## EXERCISE TASK:
The entries need to be copied exactly.

## PROVIDED MATERIAL:

- - -

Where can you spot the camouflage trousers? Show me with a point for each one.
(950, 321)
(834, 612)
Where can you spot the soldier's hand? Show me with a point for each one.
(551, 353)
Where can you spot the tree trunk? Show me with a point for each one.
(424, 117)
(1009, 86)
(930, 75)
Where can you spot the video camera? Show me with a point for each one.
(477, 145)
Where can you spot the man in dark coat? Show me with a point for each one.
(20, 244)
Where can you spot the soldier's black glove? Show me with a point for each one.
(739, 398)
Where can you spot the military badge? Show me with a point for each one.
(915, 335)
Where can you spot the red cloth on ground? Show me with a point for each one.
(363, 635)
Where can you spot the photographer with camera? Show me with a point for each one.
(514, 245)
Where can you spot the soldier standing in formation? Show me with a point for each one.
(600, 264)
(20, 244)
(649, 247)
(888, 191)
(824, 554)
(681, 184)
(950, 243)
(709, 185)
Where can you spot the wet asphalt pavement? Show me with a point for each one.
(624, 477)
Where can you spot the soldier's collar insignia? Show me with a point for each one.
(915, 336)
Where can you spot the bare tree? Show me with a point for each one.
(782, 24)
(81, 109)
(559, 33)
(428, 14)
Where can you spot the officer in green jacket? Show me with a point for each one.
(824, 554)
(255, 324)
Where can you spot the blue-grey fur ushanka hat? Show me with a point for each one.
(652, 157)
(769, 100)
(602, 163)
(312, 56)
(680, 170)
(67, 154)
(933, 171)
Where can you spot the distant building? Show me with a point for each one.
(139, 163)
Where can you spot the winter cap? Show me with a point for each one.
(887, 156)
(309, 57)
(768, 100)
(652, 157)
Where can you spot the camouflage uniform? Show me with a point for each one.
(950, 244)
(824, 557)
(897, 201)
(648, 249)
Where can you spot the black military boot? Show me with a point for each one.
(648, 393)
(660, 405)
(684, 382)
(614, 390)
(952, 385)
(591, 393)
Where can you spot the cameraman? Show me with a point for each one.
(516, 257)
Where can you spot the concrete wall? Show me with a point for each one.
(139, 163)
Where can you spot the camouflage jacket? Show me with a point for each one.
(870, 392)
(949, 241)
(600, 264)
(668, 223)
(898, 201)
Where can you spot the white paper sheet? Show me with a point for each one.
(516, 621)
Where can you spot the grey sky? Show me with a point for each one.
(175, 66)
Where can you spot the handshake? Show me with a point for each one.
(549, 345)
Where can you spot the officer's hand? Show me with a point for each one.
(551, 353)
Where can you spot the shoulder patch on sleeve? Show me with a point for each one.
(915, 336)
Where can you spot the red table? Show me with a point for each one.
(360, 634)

- - -

## RESULT OF THE EXERCISE:
Where can you spot the camouflage trousers? Show me with a point for each one.
(950, 321)
(834, 612)
Where can you spot the soldier's hand? Show me with a point for each one.
(551, 353)
Where can you spot the tree trunk? Show me with a point for each one.
(424, 117)
(1009, 86)
(930, 75)
Where can you spot the video camera? Show me with a point for each one.
(477, 145)
Where can you spot the man in dark coat? Show me with a point for each one.
(20, 244)
Where can you spot the soldier's black glove? Show me with a point for each one.
(739, 398)
Where can you spot the military badge? Show me with a point for each one.
(915, 335)
Where can you spot the red cloth on ground? Show me with a point for each one.
(363, 635)
Where can you spot the photographer with camera? Show me with a point for each one.
(514, 245)
Where can you spot the soldier standing in formation? Show me with a point for each one.
(600, 264)
(20, 244)
(649, 247)
(888, 191)
(824, 554)
(681, 184)
(950, 243)
(709, 185)
Where can you spot the wet asphalt pavement? Show me with a point for each one.
(624, 477)
Where can you spot the soldier's collar insignia? Show me with a point for each one.
(915, 336)
Where can you spot the bare tree? Show me with a point for each one.
(782, 24)
(81, 109)
(559, 33)
(428, 14)
Where can you spot the officer in green jacket? Show me with a point for each one.
(824, 554)
(255, 324)
Where can you spot the blue-grey fur ushanka hat? Show me with a point for each one.
(652, 157)
(769, 100)
(602, 163)
(312, 56)
(680, 170)
(67, 154)
(933, 171)
Where can you spot the distant building? Show me with a point for each one.
(139, 163)
Where can you spot the winter cap? Show me with a point for each one.
(887, 156)
(309, 57)
(768, 100)
(652, 157)
Where can you spot the camouflage uniform? Show me with a point for each one.
(950, 244)
(824, 557)
(897, 201)
(648, 249)
Where can you spot the black military boot? Show me with a point for each one.
(648, 393)
(660, 405)
(684, 382)
(614, 390)
(952, 385)
(591, 393)
Where can you spot the cameraman? Show me with a point for each one.
(516, 257)
Where can you spot the concrete wall? Show me with a point for each one.
(139, 163)
Where can you spot the camouflage jacket? Show me with a point for each one.
(870, 392)
(949, 241)
(600, 264)
(668, 223)
(898, 201)
Where can you spot the white paper sheet? Show me with a point for each one.
(516, 621)
Where can you spot the grey sky? Show me with a point for each one.
(175, 66)
Where can you spot the handshake? Show me with a point for each one.
(549, 345)
Where can you spot the officer's hand? Show me with a point for each one.
(551, 353)
Where can you spot the shoulder patch on sleeve? Show me with a point for each one.
(915, 336)
Where can you spot the red table? Show me with a point for each one.
(360, 634)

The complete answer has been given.